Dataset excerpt
★ ★ ★ ★
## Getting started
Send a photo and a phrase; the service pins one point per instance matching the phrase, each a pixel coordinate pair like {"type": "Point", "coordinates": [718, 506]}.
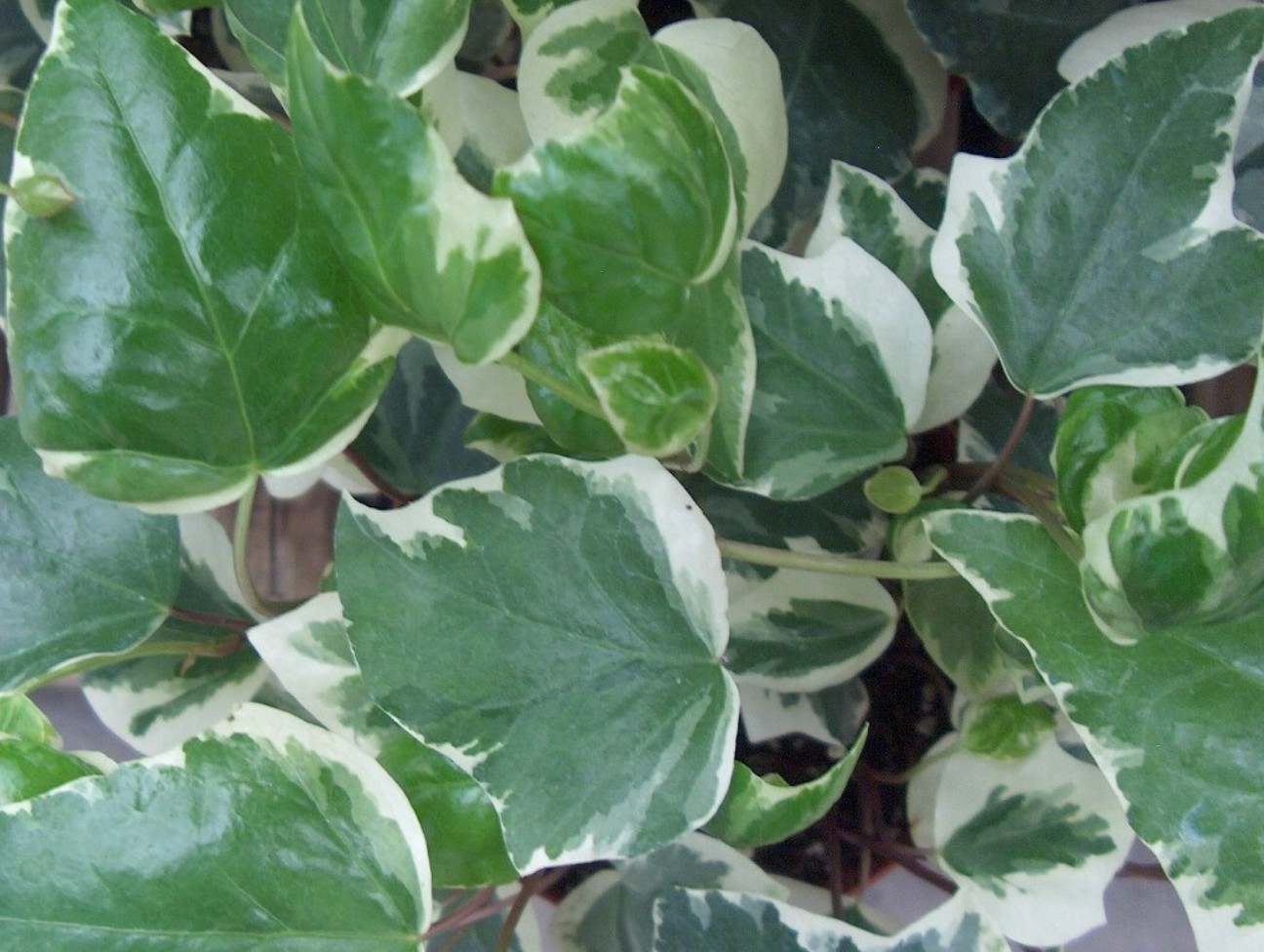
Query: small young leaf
{"type": "Point", "coordinates": [1118, 204]}
{"type": "Point", "coordinates": [760, 811]}
{"type": "Point", "coordinates": [657, 397]}
{"type": "Point", "coordinates": [123, 568]}
{"type": "Point", "coordinates": [434, 255]}
{"type": "Point", "coordinates": [496, 576]}
{"type": "Point", "coordinates": [289, 838]}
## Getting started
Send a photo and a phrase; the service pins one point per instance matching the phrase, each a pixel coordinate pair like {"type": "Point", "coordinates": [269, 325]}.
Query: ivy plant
{"type": "Point", "coordinates": [670, 400]}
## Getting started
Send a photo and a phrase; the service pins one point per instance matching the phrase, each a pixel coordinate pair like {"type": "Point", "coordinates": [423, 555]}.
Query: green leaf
{"type": "Point", "coordinates": [30, 768]}
{"type": "Point", "coordinates": [1188, 558]}
{"type": "Point", "coordinates": [613, 909]}
{"type": "Point", "coordinates": [158, 703]}
{"type": "Point", "coordinates": [311, 655]}
{"type": "Point", "coordinates": [687, 921]}
{"type": "Point", "coordinates": [1007, 50]}
{"type": "Point", "coordinates": [21, 720]}
{"type": "Point", "coordinates": [1118, 204]}
{"type": "Point", "coordinates": [802, 631]}
{"type": "Point", "coordinates": [657, 397]}
{"type": "Point", "coordinates": [1187, 763]}
{"type": "Point", "coordinates": [462, 831]}
{"type": "Point", "coordinates": [415, 436]}
{"type": "Point", "coordinates": [397, 45]}
{"type": "Point", "coordinates": [1036, 840]}
{"type": "Point", "coordinates": [224, 341]}
{"type": "Point", "coordinates": [434, 255]}
{"type": "Point", "coordinates": [260, 26]}
{"type": "Point", "coordinates": [760, 811]}
{"type": "Point", "coordinates": [285, 837]}
{"type": "Point", "coordinates": [632, 213]}
{"type": "Point", "coordinates": [120, 566]}
{"type": "Point", "coordinates": [560, 601]}
{"type": "Point", "coordinates": [1005, 727]}
{"type": "Point", "coordinates": [844, 354]}
{"type": "Point", "coordinates": [1114, 443]}
{"type": "Point", "coordinates": [861, 206]}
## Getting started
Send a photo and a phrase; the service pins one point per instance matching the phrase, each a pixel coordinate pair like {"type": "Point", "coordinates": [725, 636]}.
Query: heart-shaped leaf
{"type": "Point", "coordinates": [122, 566]}
{"type": "Point", "coordinates": [632, 213]}
{"type": "Point", "coordinates": [289, 837]}
{"type": "Point", "coordinates": [432, 253]}
{"type": "Point", "coordinates": [192, 337]}
{"type": "Point", "coordinates": [1106, 249]}
{"type": "Point", "coordinates": [1187, 763]}
{"type": "Point", "coordinates": [602, 583]}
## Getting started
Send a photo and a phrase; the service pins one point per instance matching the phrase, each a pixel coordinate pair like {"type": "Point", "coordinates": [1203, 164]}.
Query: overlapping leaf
{"type": "Point", "coordinates": [197, 330]}
{"type": "Point", "coordinates": [157, 703]}
{"type": "Point", "coordinates": [289, 837]}
{"type": "Point", "coordinates": [432, 253]}
{"type": "Point", "coordinates": [1007, 51]}
{"type": "Point", "coordinates": [631, 214]}
{"type": "Point", "coordinates": [311, 655]}
{"type": "Point", "coordinates": [603, 584]}
{"type": "Point", "coordinates": [1036, 838]}
{"type": "Point", "coordinates": [687, 921]}
{"type": "Point", "coordinates": [844, 357]}
{"type": "Point", "coordinates": [1179, 745]}
{"type": "Point", "coordinates": [759, 810]}
{"type": "Point", "coordinates": [77, 575]}
{"type": "Point", "coordinates": [1106, 249]}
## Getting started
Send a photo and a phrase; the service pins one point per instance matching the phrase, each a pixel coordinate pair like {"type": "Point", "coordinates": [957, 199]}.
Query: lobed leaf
{"type": "Point", "coordinates": [603, 584]}
{"type": "Point", "coordinates": [1119, 204]}
{"type": "Point", "coordinates": [224, 340]}
{"type": "Point", "coordinates": [434, 255]}
{"type": "Point", "coordinates": [289, 837]}
{"type": "Point", "coordinates": [1178, 746]}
★ ★ ★ ★
## EXERCISE GOAL
Pull out each line of the material above that contains the word "leaf".

## OUTPUT FOR THIS TASK
Query: small young leaf
Query: green leaf
Query: heart-shaped leaf
Query: overlapping leaf
Query: lobed leaf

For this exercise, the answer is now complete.